→ 练习要求
1. 根据节选文段，使用 nn.utils.rnn.pack_padded_sequence 之前需要先对张量做什么处理？
2. 请重写节选文段中从“一般Seq为了构成一个bat”开始、到“self.rnn=nn.GRU(hidden_size,hidden_size,batch_first=True)”结束的部分，并将其中的“填充字符”更新为“补位字符”。

→ 节选文段
-------------------------

一般Seq为了构成一个batch，会向尾部弥补"填充字符"（比如"<PAD>"），当RNN计算这个batch时，会对大部分句子出现无用计算，因为填充字符没有太多实际意义，这降低了效率，所以可以借助nn.utils.rnn.pack_padded_sequence计算到每个Seq的句尾就结束（使用该工具前需要先对张量按seq的长度排序，且为降序排列，长的在前，短的在后），得到的输出再使用nn.utils.rnn.pad_packed_sequence补齐长度，得到一个规整的输出张量，整个过程从表面看，和直接将填充字符纳入计算后的输出张量形状一样，但执行效率却高了很多；

Encoder模型为：

class PlainEncoder(nn.Module):
    def __init__(self,vocab_size,hidden_size,dropout=0.2):
        super().__init__()
        self.embed=nn.Embedding(vocab_size,hidden_size)
        
        # GRU用法类似LSTM,少了cell state
        self.rnn=nn.GRU(hidden_size,hidden_size,batch_first=True)
        
        self.dropout=nn.Dropout(dropout)
    
    def forward(self,x:"一个batch:[batch_size,seq_len:句子最长长度]",lengths:"一个batch中各句子长度"):
        # 把batch里的seq按照长度排序
        # Input沿着指定维度dim排序
        # torch.sort(input, dim=None, descending=False:"默认降序为False")->排序后的tensor,原tensor的序号索引
        sorted_len,sorted_index=lengths.sort(0,descending=True)
        # 将句子按照长度排序,eg:arr[[m,n,k]]挑选出矩阵arr第m,n,k行组成新矩阵
        x_sorted=x[sorted_index] # [batch_size,seq_len]
        
        embeded=self.dropout(self.embed(x_sorted)) # [batch_size,seq_len,hidden_size]
        
        """
        将句子张量"压缩"(使rnn处理张量时不计算其末尾的pad),提高计算效率
        torch.nn.utils.rnn.pack_padded_sequence(input, lengths, batch_first=False)
        输入的形状可以是(T×B×* )，T是最长序列长度，B是batch size，*代表任意维度；返回 PackedSequence 对象
        input (Variable) – 变长序列 被填充后的 batch，input中保存的序列，应该按降序排列，长的在前，短的在后
        lengths (list[int]) – Variable 中 每个序列的长度。
        batch_first (bool, optional) – 如果是True，input的形状应该是B*T*size。
        """
        packed_embeded=nn.utils.rnn.pack_padded_sequence(embeded,sorted_len.long().cpu().data.numpy(),batch_first=True)
        
        # packed_out [batch_size, seq_len, num_directions * hidden_size]
        # hid [batch_size, num_layers * num_directions, hidden_size]
        packed_out,hid=self.rnn(packed_embeded)
        """
        将张量填充回去,填充时会初始化为0
        torch.nn.utils.rnn.pad_packed_sequence(PackedSequence,batch_first)
        
        sequence (PackedSequence) – 将要被填充的 batch
        batch_first (bool, optional) – 如果为True，返回的数据的格式为 B×T×*。
        
        返回值: 一个tuple，包含被填充后的batch，和batch中序列(填充前)的长度列表
        """

-------------------------

→ 所给各行
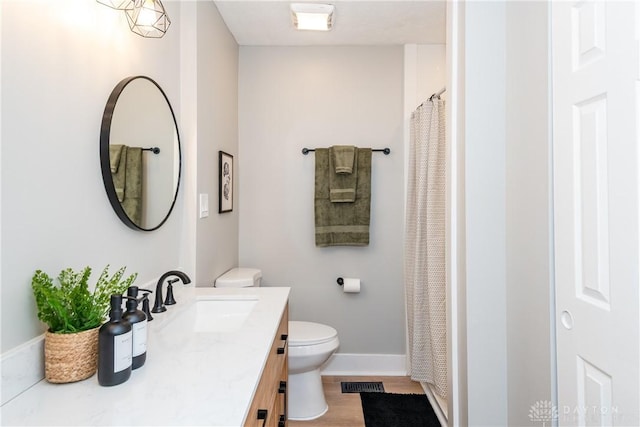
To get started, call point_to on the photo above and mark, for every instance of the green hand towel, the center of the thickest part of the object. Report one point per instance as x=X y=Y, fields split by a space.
x=342 y=186
x=342 y=224
x=343 y=158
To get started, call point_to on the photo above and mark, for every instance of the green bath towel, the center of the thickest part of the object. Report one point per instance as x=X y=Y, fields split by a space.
x=132 y=203
x=342 y=185
x=117 y=158
x=342 y=224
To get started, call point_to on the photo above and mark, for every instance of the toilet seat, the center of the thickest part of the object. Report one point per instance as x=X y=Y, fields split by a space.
x=309 y=333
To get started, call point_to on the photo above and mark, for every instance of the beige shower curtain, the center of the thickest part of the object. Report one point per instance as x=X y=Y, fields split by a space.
x=425 y=274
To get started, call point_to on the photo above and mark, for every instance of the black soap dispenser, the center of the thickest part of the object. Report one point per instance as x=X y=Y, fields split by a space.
x=138 y=321
x=114 y=347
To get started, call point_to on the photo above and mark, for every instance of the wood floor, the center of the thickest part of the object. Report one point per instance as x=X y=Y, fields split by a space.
x=345 y=409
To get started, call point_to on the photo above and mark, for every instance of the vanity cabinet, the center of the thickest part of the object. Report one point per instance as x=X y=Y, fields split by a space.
x=269 y=405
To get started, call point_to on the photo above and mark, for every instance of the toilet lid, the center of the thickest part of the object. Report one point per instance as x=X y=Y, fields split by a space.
x=309 y=333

-------------------------

→ 题目解答
1. 需要先按 seq 的长度对张量做降序排列，长的在前，短的在后。

2.
一般Seq为了构成一个batch，会向尾部弥补"补位字符"（比如"<PAD>"），当RNN计算这个batch时，会对大部分句子出现无用计算，因为补位字符没有太多实际意义，这降低了效率，所以可以借助nn.utils.rnn.pack_padded_sequence计算到每个Seq的句尾就结束（使用该工具前需要先对张量按seq的长度排序，且为降序排列，长的在前，短的在后），得到的输出再使用nn.utils.rnn.pad_packed_sequence补齐长度，得到一个规整的输出张量，整个过程从表面看，和直接将补位字符纳入计算后的输出张量形状一样，但执行效率却高了很多；

Encoder模型为：

class PlainEncoder(nn.Module):
    def __init__(self,vocab_size,hidden_size,dropout=0.2):
        super().__init__()
        self.embed=nn.Embedding(vocab_size,hidden_size)
        
        # GRU用法类似LSTM,少了cell state
        self.rnn=nn.GRU(hidden_size,hidden_size,batch_first=True)